§ **Task directions**:
Retype all of the entries word for word.

§ **Dataset excerpts**:
------
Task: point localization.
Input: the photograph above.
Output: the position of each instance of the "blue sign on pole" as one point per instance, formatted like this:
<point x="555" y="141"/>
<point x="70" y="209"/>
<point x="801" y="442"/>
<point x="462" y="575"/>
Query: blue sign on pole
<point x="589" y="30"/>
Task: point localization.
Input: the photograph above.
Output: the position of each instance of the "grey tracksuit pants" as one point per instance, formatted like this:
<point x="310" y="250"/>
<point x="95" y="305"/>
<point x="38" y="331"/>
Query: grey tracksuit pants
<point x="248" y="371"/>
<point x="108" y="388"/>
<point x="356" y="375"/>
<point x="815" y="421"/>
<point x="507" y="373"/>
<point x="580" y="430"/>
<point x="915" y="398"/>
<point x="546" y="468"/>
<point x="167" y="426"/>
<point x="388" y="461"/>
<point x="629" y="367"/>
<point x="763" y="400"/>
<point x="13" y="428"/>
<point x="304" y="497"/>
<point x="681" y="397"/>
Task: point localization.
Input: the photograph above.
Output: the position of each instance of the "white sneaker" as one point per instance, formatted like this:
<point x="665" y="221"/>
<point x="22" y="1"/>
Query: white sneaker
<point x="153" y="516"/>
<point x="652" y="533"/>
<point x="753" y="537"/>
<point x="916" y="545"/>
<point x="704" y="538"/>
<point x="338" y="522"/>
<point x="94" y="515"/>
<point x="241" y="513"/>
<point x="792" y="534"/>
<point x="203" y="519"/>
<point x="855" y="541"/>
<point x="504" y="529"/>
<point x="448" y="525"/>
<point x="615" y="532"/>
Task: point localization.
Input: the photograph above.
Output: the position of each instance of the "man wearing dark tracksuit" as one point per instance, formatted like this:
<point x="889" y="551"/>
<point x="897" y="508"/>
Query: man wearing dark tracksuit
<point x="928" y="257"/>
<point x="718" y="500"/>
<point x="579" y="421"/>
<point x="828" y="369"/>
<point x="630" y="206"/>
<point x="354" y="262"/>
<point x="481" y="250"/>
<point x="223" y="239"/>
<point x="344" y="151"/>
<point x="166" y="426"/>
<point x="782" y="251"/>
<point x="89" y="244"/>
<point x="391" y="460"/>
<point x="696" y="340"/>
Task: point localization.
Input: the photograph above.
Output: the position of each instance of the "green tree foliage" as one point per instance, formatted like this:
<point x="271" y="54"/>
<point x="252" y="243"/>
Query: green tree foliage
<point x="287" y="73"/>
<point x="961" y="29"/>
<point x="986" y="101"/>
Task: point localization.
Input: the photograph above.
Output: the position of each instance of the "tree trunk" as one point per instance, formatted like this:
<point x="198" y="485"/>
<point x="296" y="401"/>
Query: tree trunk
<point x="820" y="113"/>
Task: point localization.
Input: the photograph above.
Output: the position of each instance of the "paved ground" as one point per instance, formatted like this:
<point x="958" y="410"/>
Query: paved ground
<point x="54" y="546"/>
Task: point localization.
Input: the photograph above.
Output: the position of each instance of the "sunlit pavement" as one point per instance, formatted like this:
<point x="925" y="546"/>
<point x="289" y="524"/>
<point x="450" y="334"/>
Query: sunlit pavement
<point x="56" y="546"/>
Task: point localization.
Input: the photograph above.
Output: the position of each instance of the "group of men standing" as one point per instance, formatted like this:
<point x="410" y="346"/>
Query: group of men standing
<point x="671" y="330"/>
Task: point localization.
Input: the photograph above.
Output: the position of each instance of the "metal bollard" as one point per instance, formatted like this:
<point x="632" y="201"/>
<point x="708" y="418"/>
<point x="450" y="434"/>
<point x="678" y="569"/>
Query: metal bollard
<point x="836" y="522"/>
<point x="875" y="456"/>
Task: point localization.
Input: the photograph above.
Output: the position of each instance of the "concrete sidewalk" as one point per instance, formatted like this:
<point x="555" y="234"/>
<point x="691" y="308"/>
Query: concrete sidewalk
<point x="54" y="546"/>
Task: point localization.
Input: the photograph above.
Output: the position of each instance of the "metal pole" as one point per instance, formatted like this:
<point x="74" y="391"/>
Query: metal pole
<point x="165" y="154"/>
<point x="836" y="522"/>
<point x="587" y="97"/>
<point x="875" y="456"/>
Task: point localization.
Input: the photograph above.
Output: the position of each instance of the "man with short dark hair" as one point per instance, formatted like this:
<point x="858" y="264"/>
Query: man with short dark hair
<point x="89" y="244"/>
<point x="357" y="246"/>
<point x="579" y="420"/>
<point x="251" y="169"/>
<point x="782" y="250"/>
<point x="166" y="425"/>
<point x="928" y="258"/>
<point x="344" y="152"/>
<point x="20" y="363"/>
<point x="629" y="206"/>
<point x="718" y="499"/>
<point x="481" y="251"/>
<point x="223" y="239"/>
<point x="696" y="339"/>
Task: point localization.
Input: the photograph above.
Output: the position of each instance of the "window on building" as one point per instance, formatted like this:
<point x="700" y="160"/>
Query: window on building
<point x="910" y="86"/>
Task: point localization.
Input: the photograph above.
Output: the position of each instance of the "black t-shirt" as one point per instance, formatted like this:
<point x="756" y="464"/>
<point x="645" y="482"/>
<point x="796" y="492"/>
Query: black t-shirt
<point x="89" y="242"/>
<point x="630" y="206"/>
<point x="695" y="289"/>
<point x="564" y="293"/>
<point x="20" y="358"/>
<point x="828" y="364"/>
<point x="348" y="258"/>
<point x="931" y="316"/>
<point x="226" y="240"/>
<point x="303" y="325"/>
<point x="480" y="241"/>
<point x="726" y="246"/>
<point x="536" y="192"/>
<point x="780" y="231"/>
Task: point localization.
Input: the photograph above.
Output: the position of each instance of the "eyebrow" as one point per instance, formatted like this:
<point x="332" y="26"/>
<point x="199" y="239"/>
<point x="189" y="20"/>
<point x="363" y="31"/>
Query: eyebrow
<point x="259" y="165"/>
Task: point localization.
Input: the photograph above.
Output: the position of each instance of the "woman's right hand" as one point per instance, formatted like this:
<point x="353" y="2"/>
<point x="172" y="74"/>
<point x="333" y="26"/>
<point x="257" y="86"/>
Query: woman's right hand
------
§ **Completed exercise**:
Task: point localization.
Input: the photograph above.
Output: the position of each instance of the "blue sign on pole" as one point per instance, formatted like this:
<point x="555" y="141"/>
<point x="70" y="209"/>
<point x="801" y="442"/>
<point x="462" y="575"/>
Query: blue sign on pole
<point x="589" y="30"/>
Task: point localization.
Input: the photograph above.
Output: the position of each instance of the "grey tracksuit pants" as one point per instance, formatted like this:
<point x="310" y="250"/>
<point x="95" y="305"/>
<point x="38" y="331"/>
Query: grey tracksuit pants
<point x="248" y="371"/>
<point x="108" y="388"/>
<point x="356" y="375"/>
<point x="815" y="421"/>
<point x="507" y="373"/>
<point x="580" y="430"/>
<point x="915" y="398"/>
<point x="546" y="468"/>
<point x="167" y="426"/>
<point x="388" y="461"/>
<point x="629" y="367"/>
<point x="763" y="400"/>
<point x="13" y="428"/>
<point x="304" y="497"/>
<point x="681" y="397"/>
Task: point localization.
Input: the photograph above.
Output: the position of each instance of the "white sneaker" as one point per instance, formatted like this:
<point x="665" y="221"/>
<point x="22" y="1"/>
Query: white sneaker
<point x="153" y="516"/>
<point x="652" y="533"/>
<point x="753" y="537"/>
<point x="916" y="545"/>
<point x="704" y="538"/>
<point x="338" y="522"/>
<point x="94" y="515"/>
<point x="241" y="513"/>
<point x="792" y="534"/>
<point x="203" y="519"/>
<point x="855" y="541"/>
<point x="504" y="529"/>
<point x="448" y="525"/>
<point x="615" y="532"/>
Task: point localization.
Input: the photograph above.
Output: the position of each instance of the "man wearing dark tracksuit" as one point per instance, formatted like this:
<point x="889" y="551"/>
<point x="897" y="508"/>
Query: man wearing dark tracksuit
<point x="928" y="257"/>
<point x="718" y="500"/>
<point x="579" y="421"/>
<point x="828" y="369"/>
<point x="630" y="206"/>
<point x="354" y="262"/>
<point x="481" y="250"/>
<point x="223" y="239"/>
<point x="344" y="151"/>
<point x="166" y="426"/>
<point x="782" y="251"/>
<point x="89" y="244"/>
<point x="391" y="460"/>
<point x="696" y="340"/>
Task: point localization.
Input: the photograph above.
Output: the position of each instance of the "green tree foliage" as one point per instance, formatted like this:
<point x="271" y="54"/>
<point x="252" y="243"/>
Query: green tree foliage
<point x="287" y="73"/>
<point x="961" y="29"/>
<point x="986" y="101"/>
Task: point localization.
Input: the photograph above.
Output: the position of each instance of the "tree trunk" as one point per instance, formatted like this:
<point x="198" y="485"/>
<point x="296" y="401"/>
Query: tree trunk
<point x="820" y="113"/>
Task: point localization.
Input: the photograph above.
Output: the position of each instance of the "paved ground" as one point per instance, formatted like this:
<point x="958" y="410"/>
Query: paved ground
<point x="54" y="546"/>
Task: point localization.
Input: the photograph above.
Output: the position of each instance of the "sunlit pavement" as one point per instance, formatted like this:
<point x="925" y="546"/>
<point x="289" y="524"/>
<point x="450" y="334"/>
Query: sunlit pavement
<point x="56" y="546"/>
Task: point localization.
Input: the photograph above.
Output: the position of each instance of the "group of men standing" as one point per instance, formatted like this:
<point x="410" y="346"/>
Query: group of men standing
<point x="671" y="330"/>
Task: point localization.
Input: the photograph above.
Output: the position of each instance of the "metal bollard" as one point per instance, formatted like this:
<point x="632" y="201"/>
<point x="708" y="418"/>
<point x="450" y="434"/>
<point x="678" y="569"/>
Query: metal bollard
<point x="836" y="522"/>
<point x="875" y="456"/>
Task: point localization.
Input: the photograph above.
Output: the position of each instance of the "concrete sidewalk" as one point per instance, formatted like this:
<point x="555" y="234"/>
<point x="691" y="308"/>
Query: concrete sidewalk
<point x="54" y="546"/>
Task: point localization.
Input: the photograph above.
Output: the position of each instance of the "metal pole" as one point per instance, formatted like this:
<point x="74" y="391"/>
Query: metal pole
<point x="165" y="154"/>
<point x="836" y="522"/>
<point x="587" y="97"/>
<point x="875" y="456"/>
Task: point localization.
Input: the photograph above.
Output: the position of each instance of the "man with short dark hair" as one point per instance, formatted like this:
<point x="858" y="264"/>
Query: man with short dark hair
<point x="89" y="244"/>
<point x="357" y="246"/>
<point x="579" y="420"/>
<point x="251" y="169"/>
<point x="782" y="250"/>
<point x="166" y="425"/>
<point x="928" y="258"/>
<point x="344" y="152"/>
<point x="20" y="363"/>
<point x="629" y="206"/>
<point x="718" y="499"/>
<point x="481" y="251"/>
<point x="223" y="239"/>
<point x="696" y="339"/>
Task: point localization.
Input: the photograph above.
Output: the position of each instance of the "window on building" as one point per instance, formatted like this:
<point x="700" y="160"/>
Query: window on building
<point x="910" y="86"/>
Task: point localization.
Input: the photograph above.
Output: the position of each instance of the "black t-shirt" as one point per instance, formatted like this:
<point x="756" y="464"/>
<point x="645" y="482"/>
<point x="796" y="492"/>
Query: black t-shirt
<point x="89" y="242"/>
<point x="630" y="206"/>
<point x="695" y="289"/>
<point x="564" y="293"/>
<point x="20" y="358"/>
<point x="828" y="364"/>
<point x="348" y="258"/>
<point x="931" y="316"/>
<point x="226" y="240"/>
<point x="303" y="325"/>
<point x="480" y="241"/>
<point x="726" y="246"/>
<point x="536" y="192"/>
<point x="780" y="231"/>
Task: point localization.
Input: the photograph above.
Output: the position of each instance of the "eyebrow" as one point per instance, formatted like this:
<point x="332" y="26"/>
<point x="199" y="239"/>
<point x="189" y="20"/>
<point x="363" y="31"/>
Query: eyebrow
<point x="259" y="165"/>
Task: point localization.
Input: the photograph above.
Output: the position of each instance of the "woman's right hand" as one point per instance, formatted like this:
<point x="353" y="2"/>
<point x="172" y="74"/>
<point x="333" y="26"/>
<point x="257" y="86"/>
Query: woman's right hand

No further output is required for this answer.